>>

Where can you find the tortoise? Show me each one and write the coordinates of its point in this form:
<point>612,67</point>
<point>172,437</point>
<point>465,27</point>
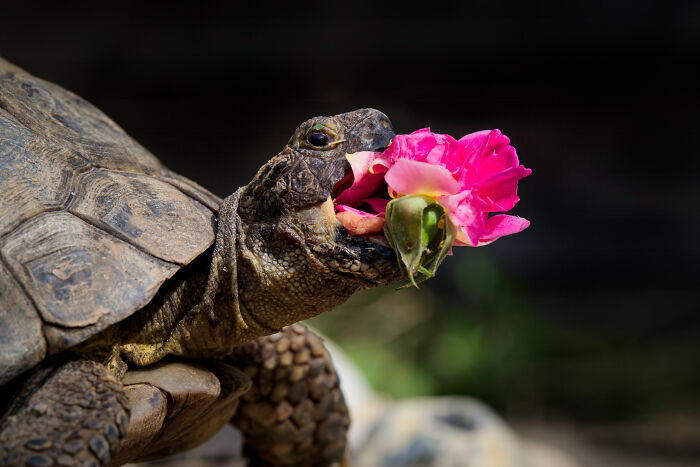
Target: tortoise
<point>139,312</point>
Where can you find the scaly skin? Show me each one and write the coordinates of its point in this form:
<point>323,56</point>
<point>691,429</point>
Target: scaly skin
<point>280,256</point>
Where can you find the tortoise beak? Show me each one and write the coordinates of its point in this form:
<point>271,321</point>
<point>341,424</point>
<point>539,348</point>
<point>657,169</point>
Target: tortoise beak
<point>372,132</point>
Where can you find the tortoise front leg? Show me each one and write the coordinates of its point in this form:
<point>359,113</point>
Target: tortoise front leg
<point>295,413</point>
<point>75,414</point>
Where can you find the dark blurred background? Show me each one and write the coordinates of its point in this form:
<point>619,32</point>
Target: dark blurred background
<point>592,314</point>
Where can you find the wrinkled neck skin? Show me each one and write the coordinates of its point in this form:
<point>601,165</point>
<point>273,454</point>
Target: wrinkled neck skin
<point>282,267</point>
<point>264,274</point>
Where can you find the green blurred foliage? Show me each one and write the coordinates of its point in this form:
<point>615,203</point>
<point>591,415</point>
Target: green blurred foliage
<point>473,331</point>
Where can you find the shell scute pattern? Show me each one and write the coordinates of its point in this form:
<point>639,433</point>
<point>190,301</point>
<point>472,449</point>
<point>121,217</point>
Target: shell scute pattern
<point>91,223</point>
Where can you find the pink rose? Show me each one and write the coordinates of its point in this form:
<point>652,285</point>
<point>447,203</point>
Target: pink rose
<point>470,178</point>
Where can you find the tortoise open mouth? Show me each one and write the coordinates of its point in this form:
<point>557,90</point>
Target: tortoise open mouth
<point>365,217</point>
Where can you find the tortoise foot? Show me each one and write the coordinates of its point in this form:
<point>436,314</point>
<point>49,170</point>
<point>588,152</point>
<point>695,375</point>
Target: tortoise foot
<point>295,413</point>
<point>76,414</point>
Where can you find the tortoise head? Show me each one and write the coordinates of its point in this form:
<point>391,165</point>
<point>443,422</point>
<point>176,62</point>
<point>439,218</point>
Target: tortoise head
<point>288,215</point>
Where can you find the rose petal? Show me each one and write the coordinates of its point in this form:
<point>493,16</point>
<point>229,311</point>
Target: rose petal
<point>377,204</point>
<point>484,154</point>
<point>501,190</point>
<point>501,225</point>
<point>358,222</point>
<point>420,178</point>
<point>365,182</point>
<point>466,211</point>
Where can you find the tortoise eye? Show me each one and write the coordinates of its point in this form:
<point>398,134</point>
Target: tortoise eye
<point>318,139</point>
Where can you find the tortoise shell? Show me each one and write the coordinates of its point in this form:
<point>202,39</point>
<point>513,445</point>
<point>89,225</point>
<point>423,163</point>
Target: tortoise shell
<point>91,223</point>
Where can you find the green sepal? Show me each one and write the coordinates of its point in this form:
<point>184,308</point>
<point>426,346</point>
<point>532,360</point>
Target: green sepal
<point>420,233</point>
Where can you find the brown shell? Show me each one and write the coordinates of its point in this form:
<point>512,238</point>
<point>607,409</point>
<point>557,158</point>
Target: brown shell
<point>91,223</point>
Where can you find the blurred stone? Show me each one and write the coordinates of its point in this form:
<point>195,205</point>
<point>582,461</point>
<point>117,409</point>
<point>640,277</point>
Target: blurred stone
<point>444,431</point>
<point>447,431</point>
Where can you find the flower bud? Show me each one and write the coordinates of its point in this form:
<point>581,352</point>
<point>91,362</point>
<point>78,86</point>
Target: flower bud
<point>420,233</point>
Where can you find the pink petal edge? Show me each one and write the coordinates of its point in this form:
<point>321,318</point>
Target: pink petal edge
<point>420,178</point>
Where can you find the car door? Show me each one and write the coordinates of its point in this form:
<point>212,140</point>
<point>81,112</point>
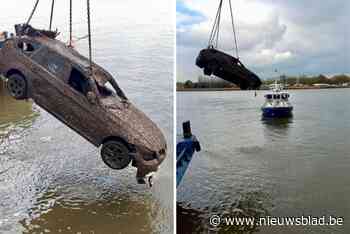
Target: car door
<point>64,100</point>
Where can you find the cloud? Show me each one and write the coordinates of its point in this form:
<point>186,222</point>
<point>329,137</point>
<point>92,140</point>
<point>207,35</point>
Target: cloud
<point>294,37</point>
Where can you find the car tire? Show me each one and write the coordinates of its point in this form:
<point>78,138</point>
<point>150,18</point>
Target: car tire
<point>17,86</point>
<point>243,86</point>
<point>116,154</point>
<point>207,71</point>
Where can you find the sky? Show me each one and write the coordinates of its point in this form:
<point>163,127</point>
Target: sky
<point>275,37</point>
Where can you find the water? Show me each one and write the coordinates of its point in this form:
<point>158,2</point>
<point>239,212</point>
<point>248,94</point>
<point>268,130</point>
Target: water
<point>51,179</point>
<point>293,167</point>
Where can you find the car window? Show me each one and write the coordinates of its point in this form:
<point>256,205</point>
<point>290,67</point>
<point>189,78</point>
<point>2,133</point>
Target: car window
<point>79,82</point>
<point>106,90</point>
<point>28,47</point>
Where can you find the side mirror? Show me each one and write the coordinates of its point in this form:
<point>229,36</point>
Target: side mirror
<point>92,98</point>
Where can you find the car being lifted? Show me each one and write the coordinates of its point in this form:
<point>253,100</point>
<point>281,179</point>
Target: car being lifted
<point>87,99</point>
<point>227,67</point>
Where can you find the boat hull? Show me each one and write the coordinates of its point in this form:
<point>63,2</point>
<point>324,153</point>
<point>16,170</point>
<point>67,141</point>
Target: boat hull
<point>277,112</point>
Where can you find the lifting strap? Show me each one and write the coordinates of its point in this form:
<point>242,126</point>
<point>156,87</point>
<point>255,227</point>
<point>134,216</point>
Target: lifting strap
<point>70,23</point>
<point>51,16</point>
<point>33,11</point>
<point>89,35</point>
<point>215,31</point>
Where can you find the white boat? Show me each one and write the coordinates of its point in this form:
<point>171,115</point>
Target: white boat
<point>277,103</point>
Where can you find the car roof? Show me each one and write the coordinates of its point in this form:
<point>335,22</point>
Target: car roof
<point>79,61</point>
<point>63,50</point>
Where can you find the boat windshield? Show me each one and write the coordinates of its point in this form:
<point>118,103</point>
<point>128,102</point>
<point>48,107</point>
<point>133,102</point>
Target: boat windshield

<<

Written exercise –
Reproduce every one of the entries above word for word, omitting the pictures.

Full response –
Where can you find the tortoise? Show me each one and write the coordinates of its point in this form:
<point>612,67</point>
<point>172,437</point>
<point>465,27</point>
Target: tortoise
<point>139,312</point>
Where can you find the scaly skin? Show me each one and write the coordinates of its point in this form:
<point>323,56</point>
<point>691,429</point>
Target: scaly skin
<point>280,256</point>
Where can you find the tortoise beak? Show me each one and write the coordinates of its point in this form:
<point>271,321</point>
<point>341,424</point>
<point>539,348</point>
<point>657,169</point>
Target: tortoise beak
<point>372,132</point>
Where can you find the tortoise front leg? Show me each one and write the coordinates of its point in this form:
<point>359,113</point>
Target: tortoise front leg
<point>295,413</point>
<point>75,414</point>
Where can you find the dark blurred background? Show me each one and write the coordinates of its point in this form:
<point>619,32</point>
Target: dark blurred background
<point>592,314</point>
Where can you find the wrinkled neck skin? Show me each one and write the coordinates of its point in this form:
<point>601,165</point>
<point>273,454</point>
Target: wrinkled neck skin
<point>282,267</point>
<point>264,274</point>
Where can you find the green blurred foliage? Show me each one and write the coordinates of its point in this form:
<point>615,203</point>
<point>591,415</point>
Target: green blurred foliage
<point>473,331</point>
Where can you find the shell scute pattern? Show me each one and write the coordinates of its point in this form:
<point>639,433</point>
<point>190,301</point>
<point>472,449</point>
<point>121,217</point>
Target: shell scute pattern
<point>91,223</point>
Where can you find the pink rose? Show me each one and write the coordinates of its point in this form:
<point>652,285</point>
<point>447,203</point>
Target: pink rose
<point>470,178</point>
Where can you find the tortoise open mouth? Show me each one and write the coordinates of its point in this form:
<point>557,90</point>
Target: tortoise open mouth
<point>365,217</point>
Where can you find the tortoise foot? Show me each one and write the coordinates of its point in this form:
<point>436,314</point>
<point>49,170</point>
<point>588,152</point>
<point>695,375</point>
Target: tortoise foot
<point>295,413</point>
<point>76,414</point>
Where can you find the tortoise head? Show me each one and write the coordinates of its point in this form:
<point>391,165</point>
<point>443,422</point>
<point>176,62</point>
<point>439,218</point>
Target: tortoise head
<point>288,215</point>
Where can you find the rose petal? Show me each one and write the coordinates of its point in this form:
<point>493,16</point>
<point>229,311</point>
Target: rose petal
<point>377,204</point>
<point>484,154</point>
<point>501,190</point>
<point>501,225</point>
<point>358,222</point>
<point>420,178</point>
<point>365,182</point>
<point>466,211</point>
Where can you find the tortoise eye? Show me each one and write the coordinates of its point in this form:
<point>398,134</point>
Target: tortoise eye
<point>318,139</point>
Where can you find the tortoise shell? Show me each one and write the coordinates of its point in this form:
<point>202,39</point>
<point>513,445</point>
<point>89,225</point>
<point>423,163</point>
Target: tortoise shell
<point>91,223</point>
Where can you find the green sepal? Show me each one and write the coordinates of its point in this form:
<point>184,308</point>
<point>426,346</point>
<point>532,360</point>
Target: green sepal
<point>420,233</point>
Where can you find the brown shell? Show me each one and write the coordinates of its point in this form:
<point>512,238</point>
<point>607,409</point>
<point>557,158</point>
Target: brown shell
<point>91,223</point>
Where can you find the blurred stone? Show me each one and write the coordinates of its point in this form:
<point>195,205</point>
<point>582,461</point>
<point>117,409</point>
<point>640,277</point>
Target: blurred stone
<point>444,431</point>
<point>447,431</point>
Where can you find the flower bud? Show me each one and write the coordinates of its point in this form:
<point>581,352</point>
<point>91,362</point>
<point>78,86</point>
Target: flower bud
<point>420,233</point>
Where can you find the pink petal edge? Show me each one and write the coordinates of its point in this form:
<point>321,318</point>
Target: pink petal edge
<point>420,178</point>
Where can you find the car door? Show me each one and write the coordinates of its point in this form:
<point>212,140</point>
<point>81,112</point>
Target: car door
<point>64,100</point>
Where can you find the cloud? Show me each one and write the coordinates of its point in this form:
<point>186,222</point>
<point>329,137</point>
<point>92,140</point>
<point>207,35</point>
Target: cloud
<point>294,37</point>
Where can you find the car tire? Show me each one and write the coordinates of its point in this form:
<point>78,138</point>
<point>150,18</point>
Target: car tire
<point>17,86</point>
<point>243,86</point>
<point>116,154</point>
<point>207,71</point>
Where can you find the sky? Show me each one and write the coordinates of its point in this form:
<point>163,127</point>
Target: sky
<point>275,37</point>
Where can you find the water? Show me each one and write the coordinates of its point in this form:
<point>158,2</point>
<point>239,212</point>
<point>248,94</point>
<point>268,130</point>
Target: water
<point>51,179</point>
<point>293,167</point>
Where can you find the car window? Show me each one and write the coordinates of its point in this form:
<point>256,205</point>
<point>290,67</point>
<point>189,78</point>
<point>2,133</point>
Target: car window
<point>79,82</point>
<point>106,90</point>
<point>28,47</point>
Where can you find the side mirror? Show me each one and write the coordinates of its point in this form:
<point>229,36</point>
Target: side mirror
<point>92,98</point>
Where can you find the car being lifted? Show me each one and write the coordinates of its point in this form:
<point>253,100</point>
<point>281,179</point>
Target: car being lifted
<point>87,99</point>
<point>227,67</point>
Where can you find the boat hull? Show me each one and write the coordinates of its point in this form:
<point>63,2</point>
<point>324,153</point>
<point>16,170</point>
<point>67,141</point>
Target: boat hull
<point>277,112</point>
Where can you find the lifting strap? Show me each one and write the coordinates of its point in this form:
<point>242,126</point>
<point>156,87</point>
<point>255,227</point>
<point>134,216</point>
Target: lifting strap
<point>70,23</point>
<point>51,16</point>
<point>33,11</point>
<point>89,35</point>
<point>215,31</point>
Where can you find the white boat? Show me each one and write the coordinates of its point in this form:
<point>171,115</point>
Target: white boat
<point>277,103</point>
Where can you find the car roof? Show me each one and write the coordinates of its point in this form:
<point>335,22</point>
Target: car roof
<point>79,61</point>
<point>63,50</point>
Where can you find the boat windshield? Show me each one and write the coordinates of its point in this form:
<point>118,103</point>
<point>128,102</point>
<point>48,107</point>
<point>133,102</point>
Target: boat windshield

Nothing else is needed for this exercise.